**PAGE TEXT**
"""

Pointer Arithmetic & Arrays

In a nutshell

When you write p + 1 in C, the address does not move by one byte. It moves by one element: sizeof(*p) bytes. For an int * on x86-64, that is four bytes. This scaling rule is the reason arrays and pointers click together so cleanly. The C standard literally defines a[i] as *(a + i), so a subscript is pointer arithmetic in disguise. In most expressions an array name decays into a pointer to its first element, which is why you can pass arr to a function and index through the pointer on the other side. The scaling rule is also why Heartbleed (CVE-2014-0160) was possible: C does not bounds-check pointer arithmetic, so an attacker-controlled length walks right past the end of your buffer.

Practice this topic: Pointer Arithmetic drill, or browse the practice gallery.

After this lesson, you will be able to:

Compute the byte-accurate result of p + n for any pointer type
Explain why a[i] and *(a + i) are defined as the same expression
Walk an array with either a subscript or a pointer, and translate between the two
Say why sizeof(arr) inside a function returns 8, not the array’s total bytes
Parse *p + 1, *(p + 1), *p++, and (*p)++ correctly, and know why they differ

Quick reference

Expression	Parses as	Type	Effect
`p + n`	`p + n`	`T *`	advance by `n * sizeof(T)` bytes
`a[i]`	`*(a + i)`	`T`	element at index `i` (language definition)

"""

**DATASET ENTRIES**
"""

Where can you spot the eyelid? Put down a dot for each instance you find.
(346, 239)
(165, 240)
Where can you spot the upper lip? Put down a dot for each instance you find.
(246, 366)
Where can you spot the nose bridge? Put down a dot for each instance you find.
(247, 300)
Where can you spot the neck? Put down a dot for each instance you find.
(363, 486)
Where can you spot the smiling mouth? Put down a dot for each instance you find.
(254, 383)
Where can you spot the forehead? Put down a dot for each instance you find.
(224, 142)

"""
"""

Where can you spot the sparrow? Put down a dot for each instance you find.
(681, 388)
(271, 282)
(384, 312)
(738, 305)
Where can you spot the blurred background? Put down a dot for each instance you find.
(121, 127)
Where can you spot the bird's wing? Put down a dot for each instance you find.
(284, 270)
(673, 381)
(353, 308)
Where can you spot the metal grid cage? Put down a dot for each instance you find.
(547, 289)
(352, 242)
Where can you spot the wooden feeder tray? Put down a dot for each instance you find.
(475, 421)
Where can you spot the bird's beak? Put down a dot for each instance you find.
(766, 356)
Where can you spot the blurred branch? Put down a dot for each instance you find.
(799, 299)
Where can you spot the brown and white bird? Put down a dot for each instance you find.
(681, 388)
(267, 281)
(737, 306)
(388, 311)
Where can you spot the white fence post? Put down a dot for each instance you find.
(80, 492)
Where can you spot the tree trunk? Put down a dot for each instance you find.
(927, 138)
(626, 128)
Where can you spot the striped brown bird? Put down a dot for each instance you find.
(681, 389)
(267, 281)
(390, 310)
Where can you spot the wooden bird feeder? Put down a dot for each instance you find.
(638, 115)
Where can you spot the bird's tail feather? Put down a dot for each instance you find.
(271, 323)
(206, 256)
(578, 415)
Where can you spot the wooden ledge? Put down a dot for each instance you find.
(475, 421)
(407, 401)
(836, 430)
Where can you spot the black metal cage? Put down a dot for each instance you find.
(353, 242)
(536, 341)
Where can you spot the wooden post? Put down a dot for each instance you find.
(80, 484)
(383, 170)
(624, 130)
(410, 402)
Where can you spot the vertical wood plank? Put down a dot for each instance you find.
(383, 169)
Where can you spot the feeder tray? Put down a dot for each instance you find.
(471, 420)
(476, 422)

"""
"""

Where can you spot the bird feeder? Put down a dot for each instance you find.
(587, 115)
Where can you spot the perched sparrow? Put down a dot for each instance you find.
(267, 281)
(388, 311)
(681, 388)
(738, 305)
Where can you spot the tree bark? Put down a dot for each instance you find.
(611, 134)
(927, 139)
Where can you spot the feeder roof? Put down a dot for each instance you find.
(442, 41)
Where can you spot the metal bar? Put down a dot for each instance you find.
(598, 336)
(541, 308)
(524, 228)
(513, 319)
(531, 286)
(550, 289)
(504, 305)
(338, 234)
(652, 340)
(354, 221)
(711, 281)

"""

**WHAT TO DO**
- 1) Which expressions does the pointer arithmetic page say a reader should be able to parse correctly and tell apart? List them all.
- 2) Do these statements agree with the pointer arithmetic page? Answer yes or no for each, and quote the words from the page that decide it.
(a) For an int * on x86-64, p + 1 moves the address by four bytes.
(b) C bounds-checks pointer arithmetic.
(c) The C standard defines a[i] as *(a + i).
- 3) Extend the pointer arithmetic page from where it stops.

**TASK-BY-TASK RESULTS**
- 1)
- *p + 1
- *(p + 1)
- *p++
- (*p)++

- 2)
(a) Yes: "For an int * on x86-64, that is four bytes."
(b) No: "C does not bounds-check pointer arithmetic"
(c) Yes: "The C standard literally defines a[i] as *(a + i)"

- 3)
`*p + 1`	`(*p) + 1`	`T`	integer add on the dereferenced value
`*(p + 1)`	`*(p + 1)`	`T`	pointer arithmetic, then dereference
`*p++`	`*(p++)`	`T`	read `*p`, then advance `p`
`(*p)++`	`(*p)++`	`T`	post-increment the pointed-to object

Coming from CSCD 210

In Java an int[] is an object. It carries its length in arr.length, and every access goes through a bounds check that throws ArrayIndexOutOfBoundsException on overflow. In C an array is a run of bytes with a name. The name decays into a pointer in almost every expression, and once it has decayed there is no length attached. No bounds check happens at runtime, so arr[100] on a size-10 array reads whatever is 400 bytes past the start. Every function that takes an array has to also take a length parameter, because the pointer alone cannot tell the callee how many elements are there.

The scaling rule

Memory is byte-addressable. Every byte has its own address. An int on the lab machines (x86-64 Linux) occupies four bytes. So an int array at address 0x7540 lays out like this:

Element	Address	Bytes
`arr[0]`	`0x7540`	`0x7540`–`0x7543`
`arr[1]`	`0x7544`	`0x7544`–`0x7547`
`arr[2]`	`0x7548`	`0x7548`–`0x754B`
`arr[3]`	`0x754C`	`0x754C`–`0x754F`

The gap between elements is four bytes, not one. C’s pointer arithmetic accounts for that automatically: for any pointer p of type T *,

p + n  ==  (byte address of p) + n * sizeof(T)

So if arr lives at 0x7540:

arr + 0  ->  0x7540   /* type int * */
arr + 1  ->  0x7544   /* 0x7540 + 1*4 */
arr + 2  ->  0x7548   /* 0x7540 + 2*4 */
arr + 3  ->  0x754C   /* 0x7540 + 3*4 */
arr + 4  ->  0x7550   /* legal to form; illegal to dereference */

The last line is the one-past-the-end pointer. The C standard guarantees you can form it and compare against it; dereferencing it is undefined behavior. That one-past-the-end pointer is what powers the idiomatic for (int *p = arr; p < arr + n; p++) loop.

Canonical sizes on the lab machines

Type	`sizeof`
`char`	1
`int`	4
`long`	8
`double`	8
any `T *`	8

These are not the ISO C guarantees (the standard only promises minimum ranges); they are what gcc on Linux x86-64 produces, which is what every CSCD 240 quiz will assume. When you trace pointer arithmetic on paper, always show the scale factor:

base + n * sizeof(T) = result

If the pointer is int *, the scale is 4. If it is double *, long *, or any pointer-to-pointer, the scale is 8. void * cannot be incremented in standard C because it has no element size to scale by.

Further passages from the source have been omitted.